# What to work on:
Render every line of the material below as a numbered list, skipping any blank lines and omitting the pictures.

# Recorded data:

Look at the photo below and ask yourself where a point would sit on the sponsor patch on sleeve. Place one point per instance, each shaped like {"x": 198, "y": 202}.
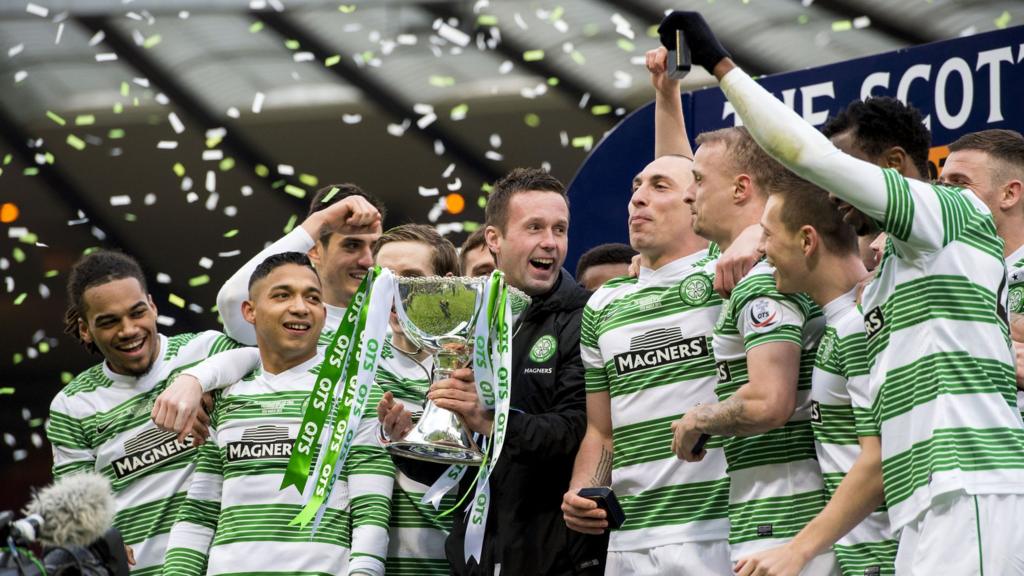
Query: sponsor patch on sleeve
{"x": 763, "y": 315}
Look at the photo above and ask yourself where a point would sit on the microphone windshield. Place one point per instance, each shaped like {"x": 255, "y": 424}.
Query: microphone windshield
{"x": 76, "y": 509}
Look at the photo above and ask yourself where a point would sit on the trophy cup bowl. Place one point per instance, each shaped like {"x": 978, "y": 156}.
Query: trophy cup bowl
{"x": 439, "y": 315}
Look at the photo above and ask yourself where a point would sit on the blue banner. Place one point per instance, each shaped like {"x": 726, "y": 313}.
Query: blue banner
{"x": 961, "y": 86}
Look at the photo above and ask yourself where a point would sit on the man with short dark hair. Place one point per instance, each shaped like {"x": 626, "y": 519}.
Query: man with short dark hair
{"x": 99, "y": 421}
{"x": 815, "y": 252}
{"x": 764, "y": 345}
{"x": 237, "y": 519}
{"x": 991, "y": 164}
{"x": 941, "y": 374}
{"x": 603, "y": 262}
{"x": 526, "y": 230}
{"x": 474, "y": 255}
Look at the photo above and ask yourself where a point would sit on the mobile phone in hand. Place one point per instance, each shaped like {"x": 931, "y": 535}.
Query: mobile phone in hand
{"x": 606, "y": 500}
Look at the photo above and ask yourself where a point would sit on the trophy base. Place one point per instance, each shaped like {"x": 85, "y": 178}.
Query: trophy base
{"x": 438, "y": 453}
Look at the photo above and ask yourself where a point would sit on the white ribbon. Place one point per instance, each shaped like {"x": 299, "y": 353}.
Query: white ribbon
{"x": 481, "y": 499}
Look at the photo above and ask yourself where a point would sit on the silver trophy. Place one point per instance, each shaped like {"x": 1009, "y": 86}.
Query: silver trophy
{"x": 439, "y": 315}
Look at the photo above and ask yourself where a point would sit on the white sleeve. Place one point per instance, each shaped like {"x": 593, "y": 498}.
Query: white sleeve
{"x": 222, "y": 370}
{"x": 921, "y": 216}
{"x": 236, "y": 290}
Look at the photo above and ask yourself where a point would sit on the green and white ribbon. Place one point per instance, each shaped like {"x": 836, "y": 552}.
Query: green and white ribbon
{"x": 340, "y": 365}
{"x": 500, "y": 398}
{"x": 381, "y": 297}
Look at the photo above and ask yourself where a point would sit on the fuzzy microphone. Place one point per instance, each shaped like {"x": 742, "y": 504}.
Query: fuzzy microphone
{"x": 74, "y": 511}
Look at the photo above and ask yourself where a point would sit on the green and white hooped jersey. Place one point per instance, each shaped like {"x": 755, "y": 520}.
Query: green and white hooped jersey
{"x": 942, "y": 386}
{"x": 776, "y": 486}
{"x": 100, "y": 421}
{"x": 1015, "y": 297}
{"x": 236, "y": 519}
{"x": 646, "y": 341}
{"x": 839, "y": 385}
{"x": 416, "y": 546}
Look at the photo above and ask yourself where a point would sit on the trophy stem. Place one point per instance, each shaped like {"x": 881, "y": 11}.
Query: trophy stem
{"x": 440, "y": 436}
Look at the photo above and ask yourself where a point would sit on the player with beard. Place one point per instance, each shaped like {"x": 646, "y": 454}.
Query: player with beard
{"x": 99, "y": 421}
{"x": 237, "y": 519}
{"x": 941, "y": 385}
{"x": 814, "y": 251}
{"x": 646, "y": 347}
{"x": 526, "y": 230}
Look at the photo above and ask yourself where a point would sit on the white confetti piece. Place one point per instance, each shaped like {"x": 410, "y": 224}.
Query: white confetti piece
{"x": 398, "y": 129}
{"x": 426, "y": 121}
{"x": 176, "y": 124}
{"x": 37, "y": 10}
{"x": 453, "y": 35}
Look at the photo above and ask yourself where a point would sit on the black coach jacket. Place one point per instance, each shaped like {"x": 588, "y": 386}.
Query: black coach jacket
{"x": 525, "y": 533}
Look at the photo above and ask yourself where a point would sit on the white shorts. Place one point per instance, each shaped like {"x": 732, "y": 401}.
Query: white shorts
{"x": 699, "y": 559}
{"x": 965, "y": 535}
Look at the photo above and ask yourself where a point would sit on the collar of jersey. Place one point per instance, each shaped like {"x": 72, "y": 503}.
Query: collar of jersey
{"x": 671, "y": 271}
{"x": 127, "y": 380}
{"x": 1016, "y": 256}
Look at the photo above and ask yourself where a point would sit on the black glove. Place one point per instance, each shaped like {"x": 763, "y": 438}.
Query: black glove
{"x": 706, "y": 50}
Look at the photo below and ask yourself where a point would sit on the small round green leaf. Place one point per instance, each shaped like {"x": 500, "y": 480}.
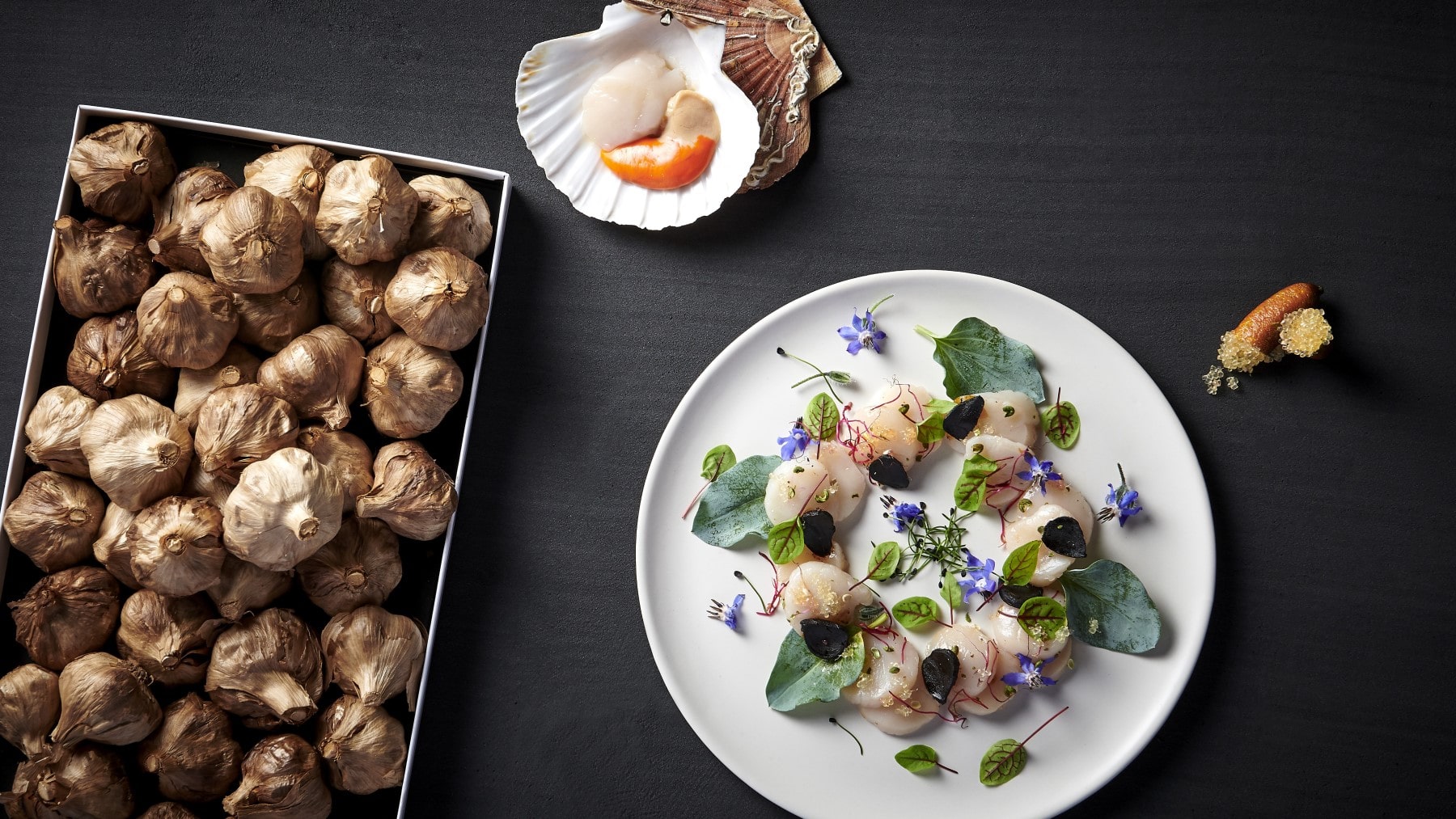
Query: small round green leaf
{"x": 917, "y": 758}
{"x": 916, "y": 611}
{"x": 884, "y": 560}
{"x": 1002, "y": 761}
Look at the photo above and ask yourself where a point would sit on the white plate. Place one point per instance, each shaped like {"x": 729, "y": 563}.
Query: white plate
{"x": 798, "y": 760}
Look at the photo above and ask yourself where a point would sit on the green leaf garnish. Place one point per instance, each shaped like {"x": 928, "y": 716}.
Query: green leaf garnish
{"x": 884, "y": 560}
{"x": 1062, "y": 424}
{"x": 1021, "y": 565}
{"x": 822, "y": 418}
{"x": 786, "y": 542}
{"x": 1041, "y": 617}
{"x": 718, "y": 460}
{"x": 798, "y": 677}
{"x": 950, "y": 591}
{"x": 733, "y": 507}
{"x": 1108, "y": 609}
{"x": 1002, "y": 761}
{"x": 919, "y": 758}
{"x": 977, "y": 358}
{"x": 970, "y": 488}
{"x": 916, "y": 611}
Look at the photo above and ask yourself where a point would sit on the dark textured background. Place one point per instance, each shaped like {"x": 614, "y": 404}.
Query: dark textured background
{"x": 1157, "y": 167}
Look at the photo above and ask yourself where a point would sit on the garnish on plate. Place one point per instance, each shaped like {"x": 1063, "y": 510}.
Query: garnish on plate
{"x": 1062, "y": 424}
{"x": 1121, "y": 502}
{"x": 1006, "y": 758}
{"x": 919, "y": 758}
{"x": 864, "y": 332}
{"x": 829, "y": 376}
{"x": 977, "y": 358}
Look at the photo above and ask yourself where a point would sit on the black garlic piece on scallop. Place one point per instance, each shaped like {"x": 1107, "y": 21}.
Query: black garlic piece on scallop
{"x": 819, "y": 531}
{"x": 1064, "y": 537}
{"x": 1017, "y": 595}
{"x": 963, "y": 416}
{"x": 887, "y": 471}
{"x": 939, "y": 669}
{"x": 824, "y": 639}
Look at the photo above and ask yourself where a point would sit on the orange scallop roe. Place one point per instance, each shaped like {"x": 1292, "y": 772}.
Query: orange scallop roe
{"x": 662, "y": 163}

# Exercise solution:
1. Look at the photo below and ask yourself where a point would sit on the sponsor patch on sleeve. Place one point per instance, each shaped like {"x": 198, "y": 202}.
2. Query: sponsor patch on sleeve
3. {"x": 763, "y": 315}
4. Look at the photo above and ask yourself where a point would sit on the microphone windshield. Place one point per instance, each shaped like {"x": 255, "y": 424}.
5. Query: microphone windshield
6. {"x": 76, "y": 509}
7. Look at the photo above and ask yourself where a point would sit on the trophy cup bowl. Place one point per instance, each shaped like {"x": 978, "y": 156}.
8. Query: trophy cup bowl
9. {"x": 439, "y": 315}
10. Look at the photo above and ask yourself where a point would sit on the blue banner. Place one point per instance, each shaped like {"x": 726, "y": 313}.
11. Query: blue banner
12. {"x": 961, "y": 86}
13. Look at the photo above and ask yourself where a point would sit on the man with short dark hair. Place one point per instance, each shaped like {"x": 626, "y": 519}.
14. Query: man with short dark hair
15. {"x": 99, "y": 421}
16. {"x": 815, "y": 252}
17. {"x": 764, "y": 345}
18. {"x": 237, "y": 519}
19. {"x": 991, "y": 164}
20. {"x": 941, "y": 374}
21. {"x": 603, "y": 262}
22. {"x": 526, "y": 230}
23. {"x": 474, "y": 255}
24. Look at the photo above and ask yourself where a point would sit on the mobile phone in hand. Place one point per instance, each shaped like {"x": 931, "y": 535}.
25. Query: mobile phone in hand
26. {"x": 606, "y": 500}
27. Look at the photo above and ask yourself where a point would sit on the trophy base. Place one point per instance, each shaped like {"x": 85, "y": 178}.
28. Query: trophy base
29. {"x": 438, "y": 453}
30. Look at the photo above and ask yourself where a point would sit on the white ribbon. Place one point per instance, each shaped like {"x": 299, "y": 353}.
31. Query: white ribbon
32. {"x": 481, "y": 499}
33. Look at the photo above and ask yourself where a point would sit on the silver trophy. Place one point per instance, each shaped like {"x": 1009, "y": 86}.
34. Query: silver trophy
35. {"x": 439, "y": 315}
36. Look at the photo above and ask yourself where a point would sit on the white sleeve. Place one point per instance, each shaped like {"x": 593, "y": 498}.
37. Query: white sleeve
38. {"x": 222, "y": 370}
39. {"x": 921, "y": 216}
40. {"x": 236, "y": 290}
41. Look at the photo above and ask yourself where a point would sit on the green and white ribbon. Place one point per instance, each shaped like {"x": 836, "y": 552}.
42. Query: green and white ribbon
43. {"x": 340, "y": 365}
44. {"x": 500, "y": 398}
45. {"x": 381, "y": 297}
46. Look at the photo above and ask yourself where a point would sit on the fuzzy microphone. Place one point per instance, each shaped like {"x": 742, "y": 504}.
47. Query: fuzzy microphone
48. {"x": 74, "y": 511}
49. Look at the photo above and ask yourself where a point would sit on the green and white hooped jersey. Place one point per instance, each shaped like {"x": 755, "y": 520}.
50. Query: green and white hooped jersey
51. {"x": 942, "y": 386}
52. {"x": 776, "y": 486}
53. {"x": 100, "y": 421}
54. {"x": 1015, "y": 297}
55. {"x": 236, "y": 519}
56. {"x": 646, "y": 341}
57. {"x": 839, "y": 385}
58. {"x": 416, "y": 546}
59. Look at the photo above and ask yourself where a point would sit on the trophy stem. Place one point per instance, each shaped like {"x": 881, "y": 11}.
60. Query: trophy stem
61. {"x": 440, "y": 436}
62. Look at the photo above and ask yourself where a point would sit on the player with beard. Place one point per instance, each shaped like {"x": 646, "y": 454}.
63. Query: player with beard
64. {"x": 99, "y": 421}
65. {"x": 237, "y": 519}
66. {"x": 941, "y": 385}
67. {"x": 814, "y": 251}
68. {"x": 646, "y": 347}
69. {"x": 526, "y": 230}
70. Look at the photo above and ask yourself where a point would sit on the white confetti piece. Place one point per instance, each shaped like {"x": 410, "y": 224}.
71. Query: white confetti piece
72. {"x": 398, "y": 129}
73. {"x": 426, "y": 121}
74. {"x": 176, "y": 124}
75. {"x": 37, "y": 10}
76. {"x": 453, "y": 35}
77. Look at the photo above and ask yourself where a point would sit on the black coach jacket. Place one point per instance, each shaped like {"x": 588, "y": 386}.
78. Query: black coach jacket
79. {"x": 525, "y": 533}
80. Look at the photo above and ask yourself where a point would sit on the white shorts. Place one point per instance, each shaped like {"x": 732, "y": 401}.
81. Query: white shorts
82. {"x": 699, "y": 559}
83. {"x": 965, "y": 535}
84. Look at the photo above and ask yourself where a point would sit on the collar of jersey. Place one point per instance, each shaped like {"x": 72, "y": 503}.
85. Query: collar of jersey
86. {"x": 671, "y": 271}
87. {"x": 127, "y": 380}
88. {"x": 1016, "y": 256}
89. Look at the photo above and ask yourself where a point would sit on the black glove. Place one point per instance, each shaped like {"x": 763, "y": 438}.
90. Query: black glove
91. {"x": 706, "y": 50}
92. Look at the photo below and ask yourself where a point would sit on the small round green leaf. Place one point per instance, each shaped like {"x": 500, "y": 480}.
93. Query: small round green leaf
94. {"x": 917, "y": 758}
95. {"x": 916, "y": 611}
96. {"x": 884, "y": 560}
97. {"x": 1002, "y": 761}
98. Look at the photo above and ask yourself where a point would sit on the white plate. Place one point per instance, each shaped like {"x": 729, "y": 563}.
99. Query: white plate
100. {"x": 798, "y": 760}
101. Look at the photo above and ask yourself where a point would sit on the green leaf garnish. Place one point per instance, each shaped like {"x": 928, "y": 716}.
102. Query: green leaf garnish
103. {"x": 884, "y": 560}
104. {"x": 1062, "y": 424}
105. {"x": 1021, "y": 565}
106. {"x": 822, "y": 418}
107. {"x": 786, "y": 542}
108. {"x": 1041, "y": 617}
109. {"x": 718, "y": 460}
110. {"x": 798, "y": 677}
111. {"x": 950, "y": 591}
112. {"x": 733, "y": 507}
113. {"x": 1108, "y": 609}
114. {"x": 1002, "y": 761}
115. {"x": 919, "y": 758}
116. {"x": 977, "y": 358}
117. {"x": 970, "y": 488}
118. {"x": 916, "y": 611}
119. Look at the photo above and ask yourself where a point would sit on the dark textured background. Place one point per instance, each shaped like {"x": 614, "y": 404}.
120. Query: dark textured background
121. {"x": 1157, "y": 167}
122. Look at the photo above and ask yourself where a point would sit on the garnish on plate. Place one point per instance, each shaped like {"x": 1063, "y": 510}.
123. Query: garnish on plate
124. {"x": 1062, "y": 424}
125. {"x": 1121, "y": 502}
126. {"x": 1006, "y": 758}
127. {"x": 919, "y": 758}
128. {"x": 864, "y": 332}
129. {"x": 829, "y": 376}
130. {"x": 977, "y": 358}
131. Look at the photo above and ask yourself where a point would sit on the black garlic piece on scallop. Place one point per instance, each shaped like {"x": 1107, "y": 21}.
132. Query: black garlic piece on scallop
133. {"x": 819, "y": 531}
134. {"x": 1064, "y": 537}
135. {"x": 1017, "y": 595}
136. {"x": 963, "y": 416}
137. {"x": 887, "y": 471}
138. {"x": 939, "y": 669}
139. {"x": 824, "y": 639}
140. Look at the photo above and ask yourself where a point would sit on the orange scallop roe. Place one point per instance, each shaped like {"x": 1292, "y": 772}.
141. Query: orange scallop roe
142. {"x": 662, "y": 163}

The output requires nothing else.